◆ Stated task
Put the items from the start through the line containing "33], [31, 10]]" into a two-column CSV with the columns instruction and response, one row per item, each field quoted and with line breaks changed to spaces. Leave out the pictures.

[Dataset excerpt]

* START *

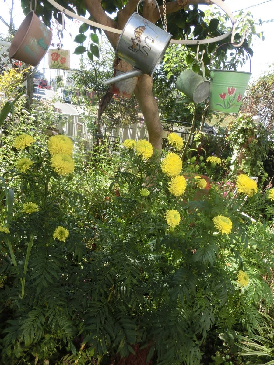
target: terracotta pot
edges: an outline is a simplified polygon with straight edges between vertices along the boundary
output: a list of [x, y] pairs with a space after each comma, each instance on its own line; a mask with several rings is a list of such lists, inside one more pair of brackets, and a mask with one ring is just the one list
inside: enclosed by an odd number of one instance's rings
[[194, 176], [200, 176], [201, 178], [204, 179], [206, 182], [207, 185], [205, 188], [203, 189], [199, 189], [197, 188], [195, 191], [195, 193], [193, 197], [194, 200], [203, 200], [205, 197], [205, 196], [208, 195], [209, 193], [209, 191], [211, 187], [211, 180], [208, 176], [206, 176], [204, 175], [200, 175], [199, 174], [193, 174], [191, 175], [184, 175], [184, 176], [186, 180], [194, 178]]
[[15, 33], [8, 57], [37, 66], [45, 55], [52, 33], [31, 10]]

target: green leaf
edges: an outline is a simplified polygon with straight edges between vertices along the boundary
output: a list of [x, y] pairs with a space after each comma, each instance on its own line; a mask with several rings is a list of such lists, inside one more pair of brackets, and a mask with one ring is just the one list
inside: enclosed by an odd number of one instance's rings
[[90, 59], [91, 59], [92, 61], [93, 61], [93, 55], [89, 51], [88, 51], [88, 57]]
[[73, 52], [75, 54], [82, 54], [87, 50], [87, 49], [83, 46], [78, 46], [77, 47]]
[[98, 36], [97, 34], [96, 34], [95, 33], [92, 33], [90, 35], [90, 39], [94, 43], [96, 43], [96, 44], [99, 45], [99, 38], [98, 38]]
[[90, 50], [94, 55], [97, 57], [98, 58], [99, 58], [99, 49], [98, 48], [98, 46], [95, 46], [95, 45], [91, 44], [90, 45]]
[[74, 38], [74, 42], [77, 42], [77, 43], [83, 43], [84, 41], [87, 39], [87, 36], [84, 34], [77, 34]]
[[186, 62], [187, 65], [190, 65], [194, 60], [193, 56], [190, 53], [188, 53], [186, 57]]
[[79, 32], [84, 33], [85, 32], [86, 32], [88, 29], [89, 26], [88, 25], [86, 24], [85, 23], [83, 23], [83, 24], [81, 24], [79, 27]]

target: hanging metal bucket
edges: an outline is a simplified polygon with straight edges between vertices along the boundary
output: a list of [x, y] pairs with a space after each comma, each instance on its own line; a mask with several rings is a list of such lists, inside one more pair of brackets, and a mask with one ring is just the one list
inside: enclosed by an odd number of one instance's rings
[[[125, 73], [124, 71], [119, 70], [114, 70], [114, 76], [123, 75]], [[110, 91], [123, 97], [131, 97], [137, 84], [138, 78], [138, 77], [132, 77], [128, 80], [117, 81], [112, 84]]]
[[31, 10], [15, 33], [8, 57], [37, 66], [47, 50], [52, 38], [52, 32]]
[[205, 78], [203, 63], [201, 61], [203, 76], [191, 70], [184, 70], [181, 73], [176, 81], [176, 87], [179, 91], [193, 100], [194, 103], [202, 103], [209, 95], [210, 82]]
[[[249, 54], [247, 54], [250, 62], [251, 71], [251, 61]], [[210, 64], [211, 62], [211, 59]], [[251, 72], [210, 70], [209, 109], [222, 113], [238, 113], [251, 75]]]
[[[137, 5], [143, 0], [140, 0]], [[159, 7], [155, 0], [159, 12]], [[139, 15], [133, 13], [120, 36], [115, 55], [136, 68], [122, 76], [104, 82], [109, 85], [146, 73], [151, 76], [161, 61], [172, 35]]]

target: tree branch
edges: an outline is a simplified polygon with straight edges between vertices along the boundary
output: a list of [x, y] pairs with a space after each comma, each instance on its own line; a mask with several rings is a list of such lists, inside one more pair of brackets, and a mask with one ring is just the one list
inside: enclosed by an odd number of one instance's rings
[[[85, 5], [88, 12], [97, 23], [104, 24], [108, 27], [116, 28], [116, 22], [104, 12], [102, 7], [101, 0], [84, 0]], [[112, 32], [104, 31], [107, 38], [115, 49], [119, 39], [119, 35]]]

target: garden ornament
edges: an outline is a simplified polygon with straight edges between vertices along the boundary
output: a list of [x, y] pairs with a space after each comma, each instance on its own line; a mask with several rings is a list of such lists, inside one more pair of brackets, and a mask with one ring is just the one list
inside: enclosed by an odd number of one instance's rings
[[[69, 50], [63, 49], [63, 46], [60, 38], [60, 35], [62, 36], [62, 31], [65, 29], [64, 13], [62, 13], [62, 27], [58, 29], [58, 36], [60, 41], [60, 46], [57, 44], [57, 49], [49, 50], [49, 68], [58, 70], [70, 69], [70, 53]], [[57, 22], [57, 27], [58, 22]]]
[[[160, 13], [160, 9], [156, 0]], [[128, 62], [135, 69], [106, 80], [105, 85], [146, 73], [151, 76], [164, 54], [172, 35], [139, 15], [133, 13], [124, 27], [117, 45], [117, 57]], [[164, 27], [162, 20], [163, 27]]]
[[[210, 68], [214, 54], [220, 47], [225, 44], [231, 44], [236, 49], [239, 46], [241, 47], [239, 45], [230, 42], [219, 46], [211, 56]], [[210, 70], [209, 109], [222, 113], [238, 113], [251, 75], [251, 60], [248, 53], [247, 55], [250, 64], [249, 72], [232, 70]]]
[[11, 42], [8, 57], [33, 66], [37, 66], [49, 46], [52, 33], [31, 8], [15, 33]]
[[203, 62], [203, 50], [202, 57], [198, 57], [199, 45], [197, 49], [196, 58], [201, 62], [202, 70], [202, 76], [192, 70], [184, 70], [181, 72], [176, 81], [176, 87], [194, 103], [202, 103], [209, 95], [210, 82], [205, 77], [205, 65]]

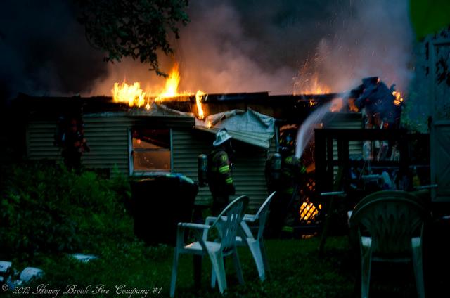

* END *

◆ Solved problem
instruction,response
"target: terracotta pot edges: an outline is a simplified polygon with straight edges between vertices along the boundary output: a list of [x, y] pairs with a space after each comma, each instance on its own line; a mask with several rings is a list of such lists, inside one more pair of brackets, and a mask with one ring is just the one list inside: enclosed by an odd number of one instance's rings","[[194, 176], [200, 176], [201, 178], [204, 179], [206, 182], [207, 185], [205, 188], [203, 189], [199, 189], [197, 188], [195, 191], [195, 193], [193, 197], [194, 200], [203, 200], [205, 197], [205, 196], [208, 195], [209, 193], [209, 191], [211, 187], [211, 180], [208, 176], [206, 176], [204, 175], [200, 175], [199, 174], [193, 174], [191, 175], [184, 175], [184, 176], [186, 180], [194, 178]] [[15, 33], [8, 57], [37, 66], [45, 55], [52, 33], [31, 10]]"